=== Begin Enclosure ===
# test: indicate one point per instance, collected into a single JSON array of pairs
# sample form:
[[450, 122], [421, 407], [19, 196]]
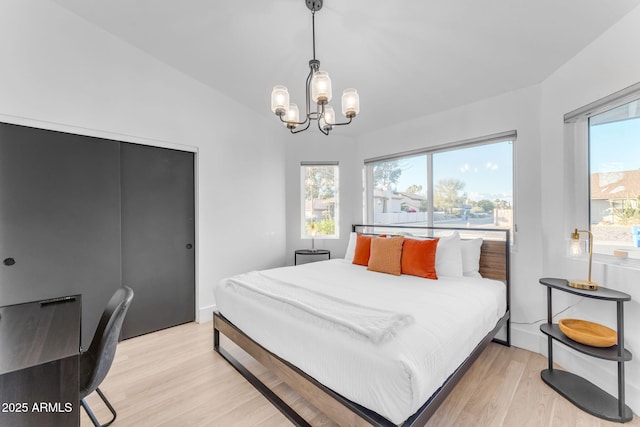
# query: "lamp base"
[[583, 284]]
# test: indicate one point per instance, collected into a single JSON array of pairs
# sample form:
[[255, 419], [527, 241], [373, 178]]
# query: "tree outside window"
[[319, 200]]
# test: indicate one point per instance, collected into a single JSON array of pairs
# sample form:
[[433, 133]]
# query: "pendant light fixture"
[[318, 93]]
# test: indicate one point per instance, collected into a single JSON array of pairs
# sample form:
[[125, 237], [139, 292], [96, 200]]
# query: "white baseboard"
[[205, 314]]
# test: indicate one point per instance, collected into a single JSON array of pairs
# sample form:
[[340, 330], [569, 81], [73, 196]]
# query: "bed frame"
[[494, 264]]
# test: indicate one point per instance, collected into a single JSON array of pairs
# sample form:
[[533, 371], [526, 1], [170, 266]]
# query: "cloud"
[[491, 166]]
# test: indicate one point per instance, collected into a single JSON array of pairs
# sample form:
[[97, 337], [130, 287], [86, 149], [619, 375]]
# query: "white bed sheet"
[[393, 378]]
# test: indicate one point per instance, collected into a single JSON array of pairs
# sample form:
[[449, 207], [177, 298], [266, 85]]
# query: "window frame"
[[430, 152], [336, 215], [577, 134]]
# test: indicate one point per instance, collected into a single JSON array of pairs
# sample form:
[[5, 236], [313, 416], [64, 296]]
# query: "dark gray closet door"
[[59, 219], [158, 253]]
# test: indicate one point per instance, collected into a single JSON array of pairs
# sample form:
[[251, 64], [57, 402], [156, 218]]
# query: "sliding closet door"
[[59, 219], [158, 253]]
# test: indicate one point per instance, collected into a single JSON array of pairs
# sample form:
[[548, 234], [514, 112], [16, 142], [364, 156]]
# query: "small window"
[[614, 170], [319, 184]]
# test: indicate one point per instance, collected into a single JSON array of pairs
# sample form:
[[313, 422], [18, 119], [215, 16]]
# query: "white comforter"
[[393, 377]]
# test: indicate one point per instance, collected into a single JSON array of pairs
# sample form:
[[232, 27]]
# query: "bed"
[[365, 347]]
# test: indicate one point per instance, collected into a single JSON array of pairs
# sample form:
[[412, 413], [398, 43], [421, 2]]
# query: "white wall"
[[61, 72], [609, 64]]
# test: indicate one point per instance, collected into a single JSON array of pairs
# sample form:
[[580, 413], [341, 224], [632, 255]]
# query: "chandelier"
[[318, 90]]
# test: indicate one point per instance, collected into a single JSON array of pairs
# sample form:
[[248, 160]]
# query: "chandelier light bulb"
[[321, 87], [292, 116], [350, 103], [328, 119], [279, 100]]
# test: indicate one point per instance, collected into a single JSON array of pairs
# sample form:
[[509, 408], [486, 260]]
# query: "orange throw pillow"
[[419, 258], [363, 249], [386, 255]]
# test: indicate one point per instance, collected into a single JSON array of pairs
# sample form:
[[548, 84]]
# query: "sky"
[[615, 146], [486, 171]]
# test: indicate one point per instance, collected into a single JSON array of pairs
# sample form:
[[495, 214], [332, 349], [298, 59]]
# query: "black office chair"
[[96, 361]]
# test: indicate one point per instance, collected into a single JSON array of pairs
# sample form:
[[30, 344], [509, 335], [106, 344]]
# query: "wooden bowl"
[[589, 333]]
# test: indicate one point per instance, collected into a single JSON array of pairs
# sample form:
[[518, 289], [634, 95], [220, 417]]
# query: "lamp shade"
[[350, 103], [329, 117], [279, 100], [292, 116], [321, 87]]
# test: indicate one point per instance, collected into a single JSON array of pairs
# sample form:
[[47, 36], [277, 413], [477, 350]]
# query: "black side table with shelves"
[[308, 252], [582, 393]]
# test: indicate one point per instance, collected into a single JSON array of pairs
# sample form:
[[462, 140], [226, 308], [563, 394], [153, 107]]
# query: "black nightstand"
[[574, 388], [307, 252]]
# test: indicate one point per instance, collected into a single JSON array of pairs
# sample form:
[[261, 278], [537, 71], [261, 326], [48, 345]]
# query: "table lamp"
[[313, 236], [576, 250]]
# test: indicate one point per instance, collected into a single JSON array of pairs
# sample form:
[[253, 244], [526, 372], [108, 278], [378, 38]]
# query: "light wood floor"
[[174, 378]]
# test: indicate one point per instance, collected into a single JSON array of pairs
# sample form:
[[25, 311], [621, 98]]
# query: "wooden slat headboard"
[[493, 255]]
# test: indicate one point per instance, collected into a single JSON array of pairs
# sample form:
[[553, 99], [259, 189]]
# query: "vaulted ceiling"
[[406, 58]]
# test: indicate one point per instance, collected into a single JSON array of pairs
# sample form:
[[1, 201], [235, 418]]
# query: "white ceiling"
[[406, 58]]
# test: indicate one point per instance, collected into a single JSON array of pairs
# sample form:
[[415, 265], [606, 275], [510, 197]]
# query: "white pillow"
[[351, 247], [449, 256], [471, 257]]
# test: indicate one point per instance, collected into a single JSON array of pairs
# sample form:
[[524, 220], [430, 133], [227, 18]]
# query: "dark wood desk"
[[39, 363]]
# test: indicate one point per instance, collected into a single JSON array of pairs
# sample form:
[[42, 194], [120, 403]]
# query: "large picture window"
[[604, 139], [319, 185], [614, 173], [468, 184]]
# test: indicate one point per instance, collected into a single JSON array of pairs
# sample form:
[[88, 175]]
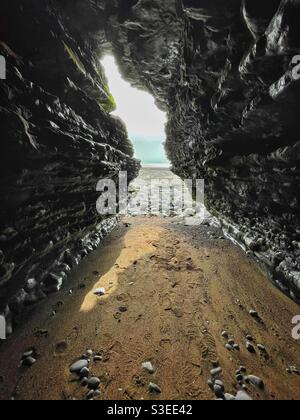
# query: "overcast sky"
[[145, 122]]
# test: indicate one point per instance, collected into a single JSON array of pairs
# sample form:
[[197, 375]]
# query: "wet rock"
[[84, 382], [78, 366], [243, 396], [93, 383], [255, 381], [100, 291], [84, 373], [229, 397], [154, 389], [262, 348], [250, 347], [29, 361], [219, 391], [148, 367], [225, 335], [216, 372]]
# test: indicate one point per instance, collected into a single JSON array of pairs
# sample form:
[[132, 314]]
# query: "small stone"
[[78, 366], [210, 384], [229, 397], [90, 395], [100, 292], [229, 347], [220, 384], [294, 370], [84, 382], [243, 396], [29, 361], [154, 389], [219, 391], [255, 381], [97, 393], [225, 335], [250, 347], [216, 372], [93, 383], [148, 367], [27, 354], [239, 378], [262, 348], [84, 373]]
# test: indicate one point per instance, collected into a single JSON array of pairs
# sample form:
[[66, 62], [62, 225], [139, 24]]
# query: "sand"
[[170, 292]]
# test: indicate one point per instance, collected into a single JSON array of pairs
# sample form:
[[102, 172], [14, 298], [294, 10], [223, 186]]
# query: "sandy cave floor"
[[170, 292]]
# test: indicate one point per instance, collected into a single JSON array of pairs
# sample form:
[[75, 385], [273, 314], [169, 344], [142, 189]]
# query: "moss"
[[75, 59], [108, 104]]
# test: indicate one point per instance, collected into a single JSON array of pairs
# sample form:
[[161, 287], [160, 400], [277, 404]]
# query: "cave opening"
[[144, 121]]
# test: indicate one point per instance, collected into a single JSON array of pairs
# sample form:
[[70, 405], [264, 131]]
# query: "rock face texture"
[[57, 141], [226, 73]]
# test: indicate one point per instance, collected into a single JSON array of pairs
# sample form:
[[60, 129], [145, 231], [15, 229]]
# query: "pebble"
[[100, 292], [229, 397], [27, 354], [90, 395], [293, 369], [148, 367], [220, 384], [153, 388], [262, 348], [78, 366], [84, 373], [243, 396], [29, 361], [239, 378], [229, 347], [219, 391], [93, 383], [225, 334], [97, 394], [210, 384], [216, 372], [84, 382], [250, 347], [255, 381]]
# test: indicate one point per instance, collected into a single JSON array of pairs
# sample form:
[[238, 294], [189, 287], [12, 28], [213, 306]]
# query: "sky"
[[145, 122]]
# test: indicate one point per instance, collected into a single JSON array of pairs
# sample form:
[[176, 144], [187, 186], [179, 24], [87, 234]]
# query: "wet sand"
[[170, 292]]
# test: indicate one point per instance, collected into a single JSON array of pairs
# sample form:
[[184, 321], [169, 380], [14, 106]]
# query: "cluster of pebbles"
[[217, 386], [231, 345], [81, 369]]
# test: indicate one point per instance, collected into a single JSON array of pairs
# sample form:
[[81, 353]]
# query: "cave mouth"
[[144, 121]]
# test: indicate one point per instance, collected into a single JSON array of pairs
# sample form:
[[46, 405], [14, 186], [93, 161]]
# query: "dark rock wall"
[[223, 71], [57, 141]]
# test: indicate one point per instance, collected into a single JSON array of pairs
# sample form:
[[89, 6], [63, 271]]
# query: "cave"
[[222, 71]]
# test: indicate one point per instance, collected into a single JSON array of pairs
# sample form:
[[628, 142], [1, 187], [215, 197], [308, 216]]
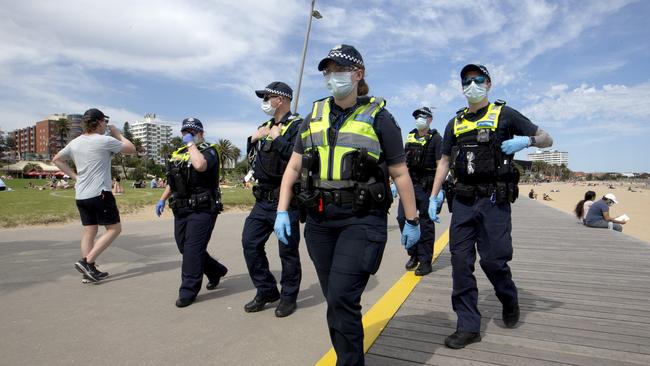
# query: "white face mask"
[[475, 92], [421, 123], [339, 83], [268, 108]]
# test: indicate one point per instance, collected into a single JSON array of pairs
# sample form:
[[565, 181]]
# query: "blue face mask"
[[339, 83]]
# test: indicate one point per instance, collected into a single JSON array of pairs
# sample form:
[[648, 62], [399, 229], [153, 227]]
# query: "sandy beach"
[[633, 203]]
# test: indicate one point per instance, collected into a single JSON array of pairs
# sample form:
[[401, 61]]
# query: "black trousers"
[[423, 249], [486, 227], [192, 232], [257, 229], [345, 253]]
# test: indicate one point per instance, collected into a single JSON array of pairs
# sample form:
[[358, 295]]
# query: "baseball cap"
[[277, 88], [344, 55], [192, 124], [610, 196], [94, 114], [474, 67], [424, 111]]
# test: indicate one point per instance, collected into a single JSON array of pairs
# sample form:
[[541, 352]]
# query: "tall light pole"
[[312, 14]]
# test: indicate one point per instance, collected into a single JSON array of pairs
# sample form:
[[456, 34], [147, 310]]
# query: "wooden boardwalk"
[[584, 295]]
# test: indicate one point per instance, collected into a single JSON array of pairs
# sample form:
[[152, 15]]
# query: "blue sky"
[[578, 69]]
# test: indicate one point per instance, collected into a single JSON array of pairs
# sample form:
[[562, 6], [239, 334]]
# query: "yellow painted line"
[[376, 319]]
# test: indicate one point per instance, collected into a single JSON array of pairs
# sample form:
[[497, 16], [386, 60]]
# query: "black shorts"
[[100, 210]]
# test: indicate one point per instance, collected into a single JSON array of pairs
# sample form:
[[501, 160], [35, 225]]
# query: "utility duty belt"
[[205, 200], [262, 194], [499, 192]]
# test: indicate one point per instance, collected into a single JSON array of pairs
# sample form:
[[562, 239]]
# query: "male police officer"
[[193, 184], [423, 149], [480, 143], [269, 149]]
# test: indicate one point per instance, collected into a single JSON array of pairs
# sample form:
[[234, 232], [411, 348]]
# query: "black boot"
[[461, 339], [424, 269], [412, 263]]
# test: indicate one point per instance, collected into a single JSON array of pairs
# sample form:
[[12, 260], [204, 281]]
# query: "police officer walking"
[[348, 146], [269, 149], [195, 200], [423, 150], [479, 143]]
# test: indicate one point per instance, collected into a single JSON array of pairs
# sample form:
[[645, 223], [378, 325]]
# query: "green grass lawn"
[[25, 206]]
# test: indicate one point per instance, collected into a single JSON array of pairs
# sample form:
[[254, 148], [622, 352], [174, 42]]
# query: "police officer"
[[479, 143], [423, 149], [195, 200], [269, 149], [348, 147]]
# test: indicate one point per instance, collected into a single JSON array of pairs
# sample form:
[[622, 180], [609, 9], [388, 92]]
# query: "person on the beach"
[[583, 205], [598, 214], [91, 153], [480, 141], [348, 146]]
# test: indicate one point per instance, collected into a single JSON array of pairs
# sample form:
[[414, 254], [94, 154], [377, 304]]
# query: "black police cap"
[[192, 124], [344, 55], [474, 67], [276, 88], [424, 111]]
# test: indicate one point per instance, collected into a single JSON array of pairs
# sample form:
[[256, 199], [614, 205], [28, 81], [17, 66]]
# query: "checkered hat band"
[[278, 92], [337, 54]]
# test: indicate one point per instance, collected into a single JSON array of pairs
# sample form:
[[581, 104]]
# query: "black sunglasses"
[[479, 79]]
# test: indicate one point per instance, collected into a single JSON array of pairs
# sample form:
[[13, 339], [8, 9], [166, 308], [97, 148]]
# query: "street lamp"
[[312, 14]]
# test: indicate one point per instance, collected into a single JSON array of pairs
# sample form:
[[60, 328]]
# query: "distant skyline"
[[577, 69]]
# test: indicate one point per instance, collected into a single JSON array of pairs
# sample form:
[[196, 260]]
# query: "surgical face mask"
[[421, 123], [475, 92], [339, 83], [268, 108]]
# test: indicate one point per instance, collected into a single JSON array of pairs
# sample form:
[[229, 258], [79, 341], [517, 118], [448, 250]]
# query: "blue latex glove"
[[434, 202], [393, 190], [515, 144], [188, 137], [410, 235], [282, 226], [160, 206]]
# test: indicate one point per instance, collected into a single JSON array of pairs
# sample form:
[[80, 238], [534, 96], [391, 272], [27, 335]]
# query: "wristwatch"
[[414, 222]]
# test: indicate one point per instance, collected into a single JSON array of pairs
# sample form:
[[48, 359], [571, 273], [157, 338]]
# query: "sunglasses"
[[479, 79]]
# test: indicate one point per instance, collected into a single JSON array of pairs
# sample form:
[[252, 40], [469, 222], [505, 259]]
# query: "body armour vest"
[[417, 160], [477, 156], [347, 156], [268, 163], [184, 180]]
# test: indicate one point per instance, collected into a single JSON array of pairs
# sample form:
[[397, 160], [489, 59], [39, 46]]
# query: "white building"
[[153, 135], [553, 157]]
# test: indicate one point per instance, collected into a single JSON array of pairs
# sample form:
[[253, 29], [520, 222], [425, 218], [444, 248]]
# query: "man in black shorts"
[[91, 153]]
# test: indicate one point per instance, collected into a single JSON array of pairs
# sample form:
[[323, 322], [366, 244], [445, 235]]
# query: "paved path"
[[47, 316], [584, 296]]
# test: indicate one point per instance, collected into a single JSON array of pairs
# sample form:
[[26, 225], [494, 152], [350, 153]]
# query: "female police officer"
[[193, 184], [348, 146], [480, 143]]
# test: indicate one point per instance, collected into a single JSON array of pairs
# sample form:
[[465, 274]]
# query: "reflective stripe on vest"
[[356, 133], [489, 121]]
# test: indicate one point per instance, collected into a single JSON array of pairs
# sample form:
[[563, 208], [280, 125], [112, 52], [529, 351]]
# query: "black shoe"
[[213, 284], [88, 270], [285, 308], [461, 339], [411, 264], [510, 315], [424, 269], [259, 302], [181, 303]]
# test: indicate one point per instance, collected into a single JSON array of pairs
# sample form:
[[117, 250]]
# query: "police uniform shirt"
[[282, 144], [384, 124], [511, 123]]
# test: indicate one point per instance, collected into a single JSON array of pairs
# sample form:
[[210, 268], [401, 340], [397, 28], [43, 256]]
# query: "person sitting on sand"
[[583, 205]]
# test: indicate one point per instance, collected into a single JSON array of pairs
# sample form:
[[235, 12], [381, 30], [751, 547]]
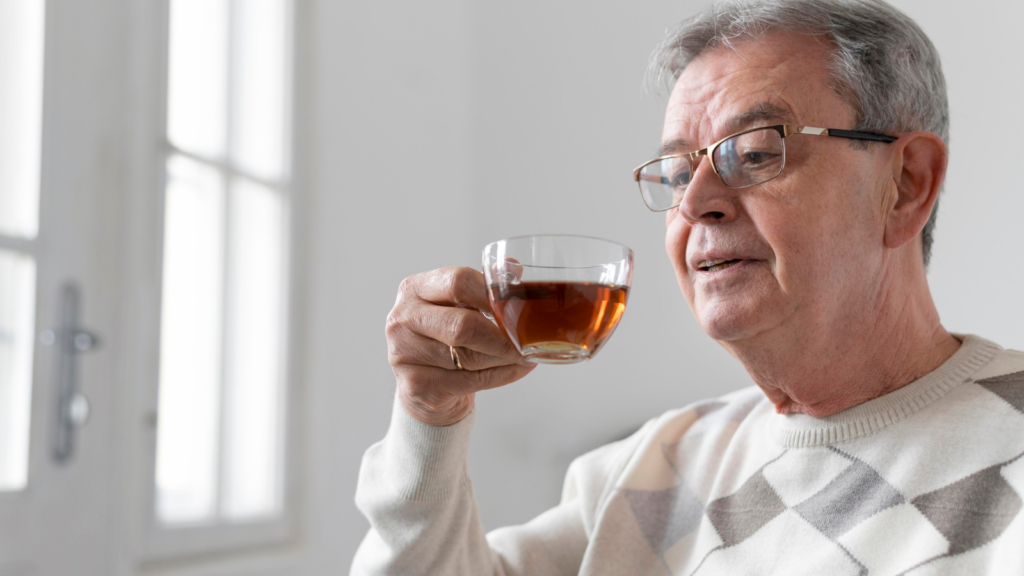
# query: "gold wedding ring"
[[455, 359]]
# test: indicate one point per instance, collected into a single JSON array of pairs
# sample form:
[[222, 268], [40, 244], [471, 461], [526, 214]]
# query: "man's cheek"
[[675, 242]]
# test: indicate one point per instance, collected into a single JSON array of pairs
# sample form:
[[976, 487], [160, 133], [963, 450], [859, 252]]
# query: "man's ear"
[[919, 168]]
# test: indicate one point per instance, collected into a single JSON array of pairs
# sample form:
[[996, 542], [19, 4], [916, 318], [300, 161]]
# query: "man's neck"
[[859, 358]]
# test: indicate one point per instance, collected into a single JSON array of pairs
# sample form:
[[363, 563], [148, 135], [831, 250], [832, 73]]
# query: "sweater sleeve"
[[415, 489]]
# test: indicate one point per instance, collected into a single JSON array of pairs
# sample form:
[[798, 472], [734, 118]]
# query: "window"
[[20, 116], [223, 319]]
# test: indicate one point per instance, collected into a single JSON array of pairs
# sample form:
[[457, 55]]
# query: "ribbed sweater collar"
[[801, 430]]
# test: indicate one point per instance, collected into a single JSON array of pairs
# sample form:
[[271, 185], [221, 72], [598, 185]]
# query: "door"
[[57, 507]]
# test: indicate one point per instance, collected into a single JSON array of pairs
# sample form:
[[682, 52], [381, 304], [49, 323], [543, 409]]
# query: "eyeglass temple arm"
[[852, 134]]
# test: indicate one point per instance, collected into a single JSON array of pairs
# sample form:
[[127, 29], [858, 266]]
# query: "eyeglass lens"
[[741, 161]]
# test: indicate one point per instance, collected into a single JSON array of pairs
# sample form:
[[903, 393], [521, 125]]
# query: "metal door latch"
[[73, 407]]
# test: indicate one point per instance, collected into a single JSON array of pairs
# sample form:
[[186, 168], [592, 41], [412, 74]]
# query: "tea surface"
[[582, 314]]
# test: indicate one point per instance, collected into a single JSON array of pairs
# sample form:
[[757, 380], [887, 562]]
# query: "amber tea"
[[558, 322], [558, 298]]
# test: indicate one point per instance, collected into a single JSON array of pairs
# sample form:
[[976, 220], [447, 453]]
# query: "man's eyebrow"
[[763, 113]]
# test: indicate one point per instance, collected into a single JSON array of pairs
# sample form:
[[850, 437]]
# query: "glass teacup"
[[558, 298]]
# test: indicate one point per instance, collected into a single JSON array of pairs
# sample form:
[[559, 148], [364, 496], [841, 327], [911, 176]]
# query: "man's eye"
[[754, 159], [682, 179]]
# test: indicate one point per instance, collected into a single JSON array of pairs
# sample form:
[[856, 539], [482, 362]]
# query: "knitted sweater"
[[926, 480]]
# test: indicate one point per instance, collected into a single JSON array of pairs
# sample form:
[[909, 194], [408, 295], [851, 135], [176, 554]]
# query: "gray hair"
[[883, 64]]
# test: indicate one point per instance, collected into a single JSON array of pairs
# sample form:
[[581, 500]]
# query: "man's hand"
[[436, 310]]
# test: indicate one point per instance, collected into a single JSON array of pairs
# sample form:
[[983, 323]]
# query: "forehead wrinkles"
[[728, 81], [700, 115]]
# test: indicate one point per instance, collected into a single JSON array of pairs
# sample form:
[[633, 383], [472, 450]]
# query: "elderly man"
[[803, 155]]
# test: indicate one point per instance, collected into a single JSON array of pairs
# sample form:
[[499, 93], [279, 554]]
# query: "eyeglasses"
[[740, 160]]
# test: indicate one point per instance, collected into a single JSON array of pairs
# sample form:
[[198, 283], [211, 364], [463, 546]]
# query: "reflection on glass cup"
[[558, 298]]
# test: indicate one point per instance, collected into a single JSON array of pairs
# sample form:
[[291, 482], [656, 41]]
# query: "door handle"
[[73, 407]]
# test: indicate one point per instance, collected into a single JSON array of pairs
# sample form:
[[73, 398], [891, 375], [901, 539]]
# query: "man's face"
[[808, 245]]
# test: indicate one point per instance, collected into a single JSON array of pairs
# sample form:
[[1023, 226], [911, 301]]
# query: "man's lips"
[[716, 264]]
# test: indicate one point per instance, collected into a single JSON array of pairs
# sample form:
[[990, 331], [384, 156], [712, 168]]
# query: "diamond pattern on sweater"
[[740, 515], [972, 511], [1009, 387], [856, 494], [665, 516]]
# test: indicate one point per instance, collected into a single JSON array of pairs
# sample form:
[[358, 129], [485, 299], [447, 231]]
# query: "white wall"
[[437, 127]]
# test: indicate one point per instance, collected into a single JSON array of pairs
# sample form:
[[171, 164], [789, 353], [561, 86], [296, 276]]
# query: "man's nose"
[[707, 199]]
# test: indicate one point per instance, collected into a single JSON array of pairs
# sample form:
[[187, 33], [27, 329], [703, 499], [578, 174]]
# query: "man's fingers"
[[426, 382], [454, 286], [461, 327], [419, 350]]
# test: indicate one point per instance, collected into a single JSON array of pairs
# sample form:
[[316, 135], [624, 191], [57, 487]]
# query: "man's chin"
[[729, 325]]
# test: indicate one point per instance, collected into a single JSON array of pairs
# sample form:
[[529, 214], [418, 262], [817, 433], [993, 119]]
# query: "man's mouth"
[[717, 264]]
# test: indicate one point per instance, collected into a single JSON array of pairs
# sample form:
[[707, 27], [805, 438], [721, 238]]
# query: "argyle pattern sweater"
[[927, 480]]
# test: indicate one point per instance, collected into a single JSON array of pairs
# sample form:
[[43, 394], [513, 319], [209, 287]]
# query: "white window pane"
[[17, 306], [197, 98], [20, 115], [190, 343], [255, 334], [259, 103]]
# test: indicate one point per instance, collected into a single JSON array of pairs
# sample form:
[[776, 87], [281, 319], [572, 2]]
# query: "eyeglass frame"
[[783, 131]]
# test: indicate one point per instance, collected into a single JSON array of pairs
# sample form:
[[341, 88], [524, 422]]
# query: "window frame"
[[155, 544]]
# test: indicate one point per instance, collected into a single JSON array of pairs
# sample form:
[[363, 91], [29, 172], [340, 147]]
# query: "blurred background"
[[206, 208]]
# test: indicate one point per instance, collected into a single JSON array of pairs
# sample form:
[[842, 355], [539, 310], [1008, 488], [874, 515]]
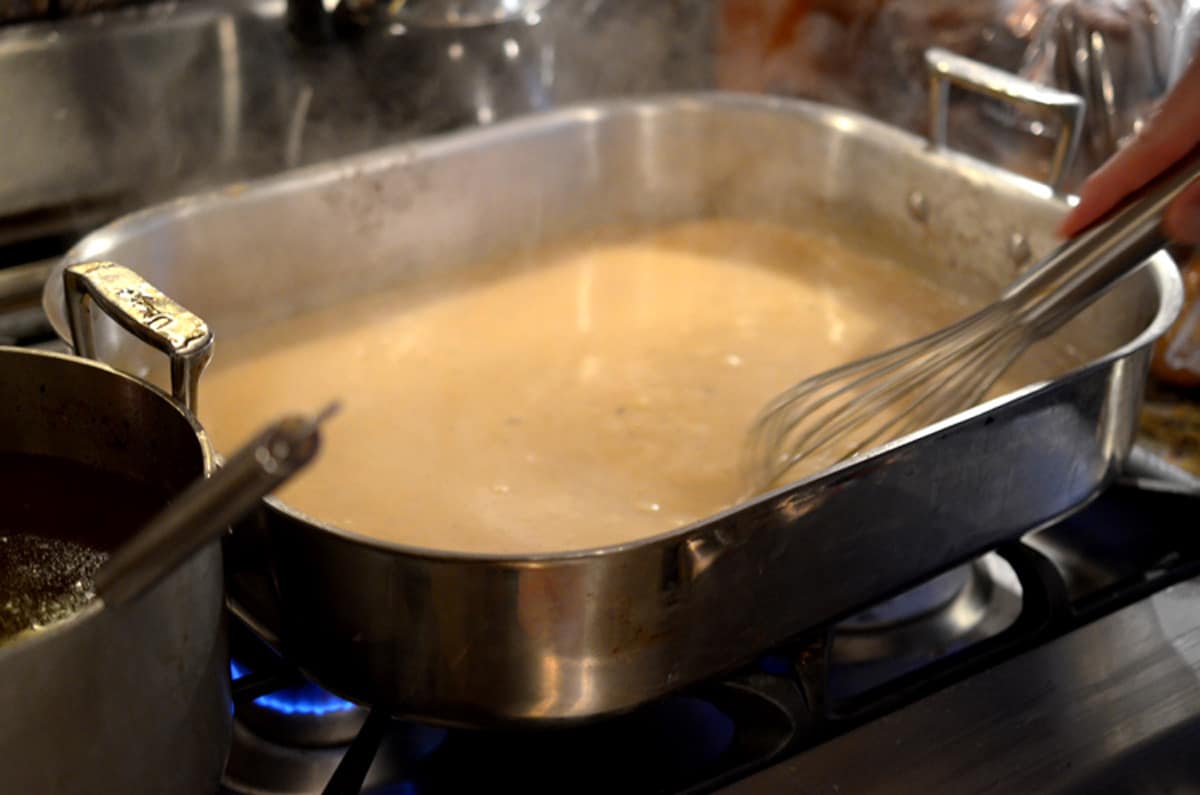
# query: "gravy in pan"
=== End Enclosure ===
# ASSIGNMENT
Retype only the lines above from the one with "[[842, 355], [539, 310], [1008, 488], [874, 515]]" through the last, both ends included, keeping every picture out of the copy.

# REPLY
[[842, 355], [539, 310], [1008, 488], [874, 515]]
# query: "gravy in pan"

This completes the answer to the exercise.